_Written request a_
In the records, begin at the line that has "sky --coords whole-pixels" and stop after the line that has "[[[0,116],[99,155],[300,158],[300,1],[0,2]]]". Rewrite those lines with "night sky" swapped for "dark sky" and everything else left as it is.

_Extract to read_
★ ★ ★ ★

The staff trained in the program and the jail population have halved since the agreement began in 2017

Plymouth County Correctional Facility

The Plymouth County jail will continue to hold federal inmates at the request of ICE and other agencies.

Greg Derr/The Patriot Ledger

By Joe Difazio and Wheeler Cowperthwaite
The Patriot Ledger

PLYMOUTH, Mass. — Plymouth County Sheriff Joe McDonald is ending an information-sharing agreement with U.S. Immigration and Customs Enforcement that allowed corrections officers to inform the federal agency about inmates suspected of immigration violations.

The 287(g) program and agreement is part of a 1996 federal law that allows corrections officers to perform some tasks of federal ICE agents, such as interviewing inmates suspected of immigration violations about their citizenship status, serving arrest warrants and preparing charging documents for immigration violations.

The sheriff’s department said it’s ending the agreement because the staff trained in the program and the jail population have halved since the agreement began in 2017.

“We’re not in the position to continue with it,” said John Birtwell, a spokesman for the sheriff’s department. “We had four staff trained to it and two retired.”

McDonald, in an interview with WATD on Friday, said the program allowed his staff to access an ICE database to check whether detainees at the Plymouth jail who self-identified as foreign-born were wanted by ICE. He said ending the controversial program wasn’t a political decision or caused by outside pressure.

“We’re having a difficult time refilling staff positions that retire,” McDonald told WATD. “We just don’t have the staffing or the wherewithal to keep it going.”

★ ★ ★ ★

Extracted data entries
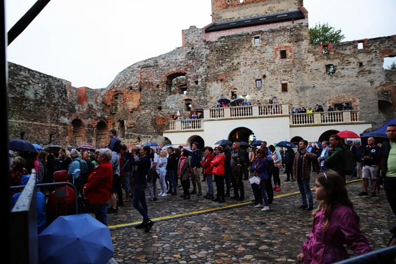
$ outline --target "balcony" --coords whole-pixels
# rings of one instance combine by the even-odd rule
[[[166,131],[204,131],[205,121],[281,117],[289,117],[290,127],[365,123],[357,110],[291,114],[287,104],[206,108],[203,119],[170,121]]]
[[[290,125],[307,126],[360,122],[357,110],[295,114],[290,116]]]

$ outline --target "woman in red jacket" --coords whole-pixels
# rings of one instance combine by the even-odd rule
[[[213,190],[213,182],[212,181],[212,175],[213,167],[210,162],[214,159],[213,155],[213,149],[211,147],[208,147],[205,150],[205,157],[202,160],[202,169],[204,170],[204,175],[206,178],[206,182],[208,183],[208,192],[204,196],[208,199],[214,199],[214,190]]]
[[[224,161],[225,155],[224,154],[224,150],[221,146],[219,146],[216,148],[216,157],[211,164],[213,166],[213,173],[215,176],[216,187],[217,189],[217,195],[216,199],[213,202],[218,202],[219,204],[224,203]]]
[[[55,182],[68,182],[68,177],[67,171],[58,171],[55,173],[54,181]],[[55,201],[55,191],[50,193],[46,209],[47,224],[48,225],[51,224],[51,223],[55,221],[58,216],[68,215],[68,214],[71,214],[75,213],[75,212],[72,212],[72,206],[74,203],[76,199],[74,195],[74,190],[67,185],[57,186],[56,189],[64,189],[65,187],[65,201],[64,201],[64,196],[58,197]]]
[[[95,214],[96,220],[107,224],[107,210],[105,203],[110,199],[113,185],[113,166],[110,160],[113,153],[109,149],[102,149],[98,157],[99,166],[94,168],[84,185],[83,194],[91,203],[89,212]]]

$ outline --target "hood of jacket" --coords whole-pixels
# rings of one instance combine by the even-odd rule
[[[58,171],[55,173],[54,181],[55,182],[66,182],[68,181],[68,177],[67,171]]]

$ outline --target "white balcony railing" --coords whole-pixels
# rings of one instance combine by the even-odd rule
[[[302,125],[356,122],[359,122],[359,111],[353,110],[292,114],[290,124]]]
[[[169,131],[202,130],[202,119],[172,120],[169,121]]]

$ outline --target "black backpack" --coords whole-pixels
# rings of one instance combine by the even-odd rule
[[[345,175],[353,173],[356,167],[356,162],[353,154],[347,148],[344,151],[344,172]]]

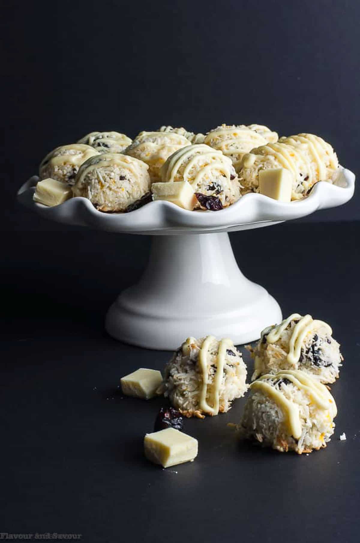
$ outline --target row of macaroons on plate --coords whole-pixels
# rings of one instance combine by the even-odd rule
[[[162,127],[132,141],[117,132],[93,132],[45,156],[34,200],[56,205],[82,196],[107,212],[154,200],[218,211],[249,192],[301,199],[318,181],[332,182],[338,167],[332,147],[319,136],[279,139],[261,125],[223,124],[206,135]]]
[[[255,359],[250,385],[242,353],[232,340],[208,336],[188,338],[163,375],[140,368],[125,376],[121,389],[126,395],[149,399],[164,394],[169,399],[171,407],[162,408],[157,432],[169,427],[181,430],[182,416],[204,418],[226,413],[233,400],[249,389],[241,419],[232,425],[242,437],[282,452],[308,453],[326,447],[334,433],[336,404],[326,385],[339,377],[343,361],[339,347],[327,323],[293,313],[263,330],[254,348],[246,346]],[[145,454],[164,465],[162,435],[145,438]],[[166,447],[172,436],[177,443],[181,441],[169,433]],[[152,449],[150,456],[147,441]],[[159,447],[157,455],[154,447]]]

★ ★ ★ ★

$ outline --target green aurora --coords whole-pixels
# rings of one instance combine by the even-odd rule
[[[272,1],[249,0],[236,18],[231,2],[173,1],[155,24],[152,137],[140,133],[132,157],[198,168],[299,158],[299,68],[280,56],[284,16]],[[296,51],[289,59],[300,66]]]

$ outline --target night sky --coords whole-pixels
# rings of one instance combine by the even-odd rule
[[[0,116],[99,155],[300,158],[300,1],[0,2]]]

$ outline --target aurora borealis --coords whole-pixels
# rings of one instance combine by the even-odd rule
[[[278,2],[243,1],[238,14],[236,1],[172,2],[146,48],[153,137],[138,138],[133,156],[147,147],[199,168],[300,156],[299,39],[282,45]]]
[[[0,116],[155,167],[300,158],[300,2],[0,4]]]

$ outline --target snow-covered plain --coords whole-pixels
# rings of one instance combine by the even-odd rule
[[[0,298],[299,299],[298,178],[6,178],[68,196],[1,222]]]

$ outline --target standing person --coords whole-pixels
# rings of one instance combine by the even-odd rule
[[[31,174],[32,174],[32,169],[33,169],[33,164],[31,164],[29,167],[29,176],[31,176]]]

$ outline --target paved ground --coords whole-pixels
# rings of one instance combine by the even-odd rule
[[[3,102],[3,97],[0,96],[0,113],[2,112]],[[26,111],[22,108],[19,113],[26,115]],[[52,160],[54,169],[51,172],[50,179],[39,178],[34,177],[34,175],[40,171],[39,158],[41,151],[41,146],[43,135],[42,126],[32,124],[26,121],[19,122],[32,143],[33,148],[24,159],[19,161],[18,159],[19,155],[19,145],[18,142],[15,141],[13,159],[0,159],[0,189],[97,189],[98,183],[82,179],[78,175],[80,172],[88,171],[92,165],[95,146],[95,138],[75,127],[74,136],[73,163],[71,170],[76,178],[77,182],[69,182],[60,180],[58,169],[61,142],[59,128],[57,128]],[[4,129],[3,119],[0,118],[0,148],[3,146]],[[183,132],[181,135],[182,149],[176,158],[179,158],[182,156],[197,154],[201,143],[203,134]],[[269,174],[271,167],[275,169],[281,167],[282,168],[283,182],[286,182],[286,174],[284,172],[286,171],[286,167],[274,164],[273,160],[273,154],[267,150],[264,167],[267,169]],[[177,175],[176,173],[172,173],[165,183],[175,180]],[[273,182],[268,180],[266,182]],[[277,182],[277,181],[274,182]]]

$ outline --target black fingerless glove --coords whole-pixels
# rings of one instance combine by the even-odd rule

★ ★ ★ ★

_Written request b_
Transcribe the part of the article about the Plymouth County jail's ICE agreement that begins at the words "The 287(g) program" and stops after the words "began in 2017.".

_Full response a_
$ outline --target dark sky --coords whole-pixels
# rings of one instance combine by the even-odd rule
[[[0,116],[99,155],[300,158],[300,1],[0,2]]]

_Full response b_
The 287(g) program and agreement is part of a 1996 federal law that allows corrections officers to perform some tasks of federal ICE agents, such as interviewing inmates suspected of immigration violations about their citizenship status, serving arrest warrants and preparing charging documents for immigration violations.

The sheriff’s department said it’s ending the agreement because the staff trained in the program and the jail population have halved since the agreement began in 2017.